## Lesetext
○ ○ ○ ○

IEGUS-Studie: „Unternehmerisches Wagnis in der ambulanten Pflege“
Das IEGUS Institut für Europäische Gesundheits- und Sozialwirtschaft legt die Ergebnisse der Studie zum unternehmerischen Wagnis in der ambulanten Pflege vor. Damit wird eine wichtige Grundlage für die Entwicklung der Verhandlungskultur im ambulanten Pflegebereich gelegt.
Ein Jahr nach Erscheinen der Studie „Unternehmerisches Wagnis in der stationären Pflege“ im Auftrag des Bundesverbandes privater Anbieter sozialer Dienste e. V. (bpa) legt das IEGUS Institut für Europäische Gesundheits- und Sozialwirtschaft in Zusammenarbeit mit der contec GmbH und der Rechtsanwaltskanzlei Dornheim nun die entsprechende Studie für den ambulanten Pflegebereich vor. Diese liefert eine gezielte Aufarbeitung des Themas, Definitionen der Begrifflichkeiten, die notwendige Beschreibung von Kalkulationsmethoden und Quantifizierungen der Wagnisse.

○ ○ ○ ○

## Folgendes bearbeiten
[A] Geben Sie den Abschnitt des Lesetexts, der mit den Worten "IEGUS-Studie: „Unternehmerisches Wagnis" beginnt und mit "ambulanten Pflegebereich gelegt." endet, erneut wieder und setzen Sie dabei "Untersuchung" an die Stelle von "Studie".
[B] Mit welchen Partnern hat das IEGUS Institut laut Lesetext die Studie für den ambulanten Pflegebereich erstellt?
[C] Fassen Sie den Absatz des Lesetexts, der mit „Ein Jahr nach Erscheinen“ beginnt, als Stichpunktliste zusammen und behalten Sie dabei die wesentlichen Fakten bei.

## Datenauszug
○ ○ ○ ○

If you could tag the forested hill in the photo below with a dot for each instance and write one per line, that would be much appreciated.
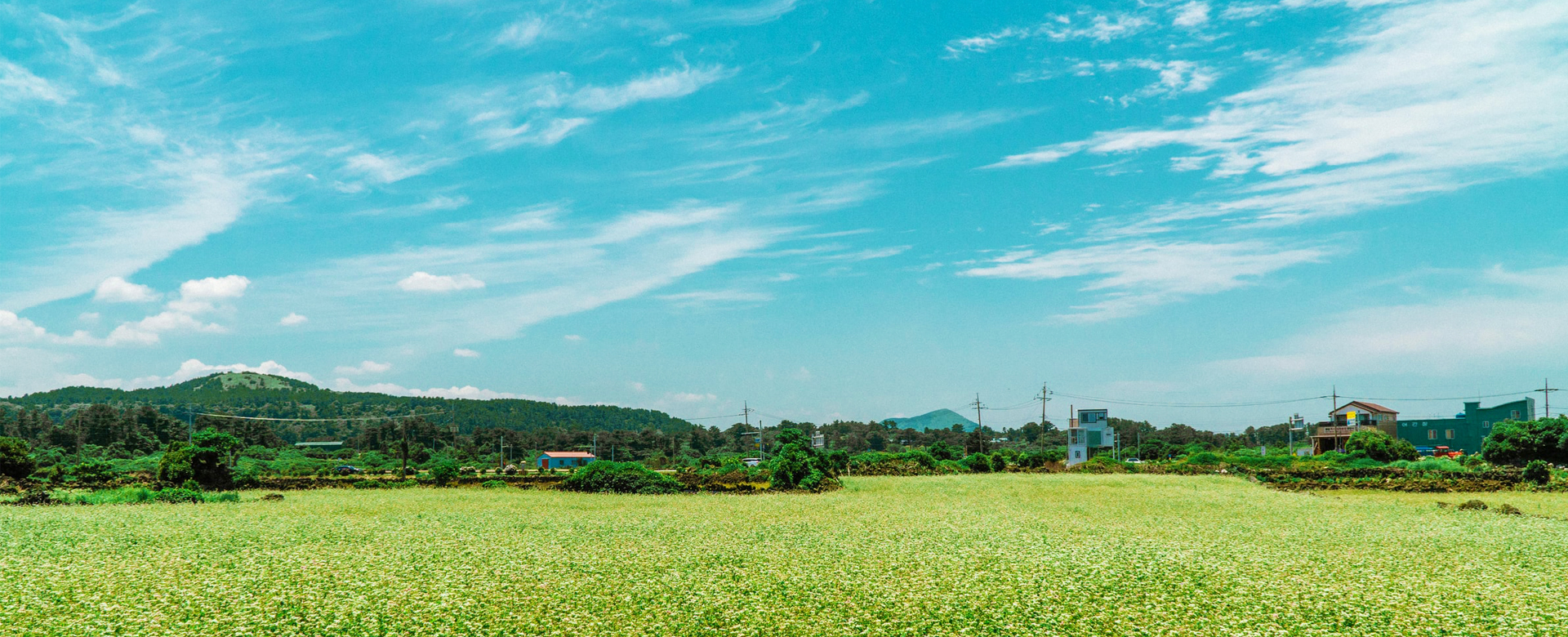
(267, 396)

○ ○ ○ ○

## Schriftliche Antworten
[A]
IEGUS-Untersuchung: „Unternehmerisches Wagnis in der ambulanten Pflege“
Das IEGUS Institut für Europäische Gesundheits- und Sozialwirtschaft legt die Ergebnisse der Untersuchung zum unternehmerischen Wagnis in der ambulanten Pflege vor. Damit wird eine wichtige Grundlage für die Entwicklung der Verhandlungskultur im ambulanten Pflegebereich gelegt.

[B] Mit der contec GmbH und der Rechtsanwaltskanzlei Dornheim.

[C]
- Ein Jahr zuvor erschien die Studie „Unternehmerisches Wagnis in der stationären Pflege“ im Auftrag des bpa.
- Nun legt das IEGUS Institut die entsprechende Studie für den ambulanten Pflegebereich vor.
- Partner sind die contec GmbH und die Rechtsanwaltskanzlei Dornheim.
- Inhalte: Aufarbeitung des Themas, Begriffsdefinitionen, Beschreibung von Kalkulationsmethoden und Quantifizierungen der Wagnisse.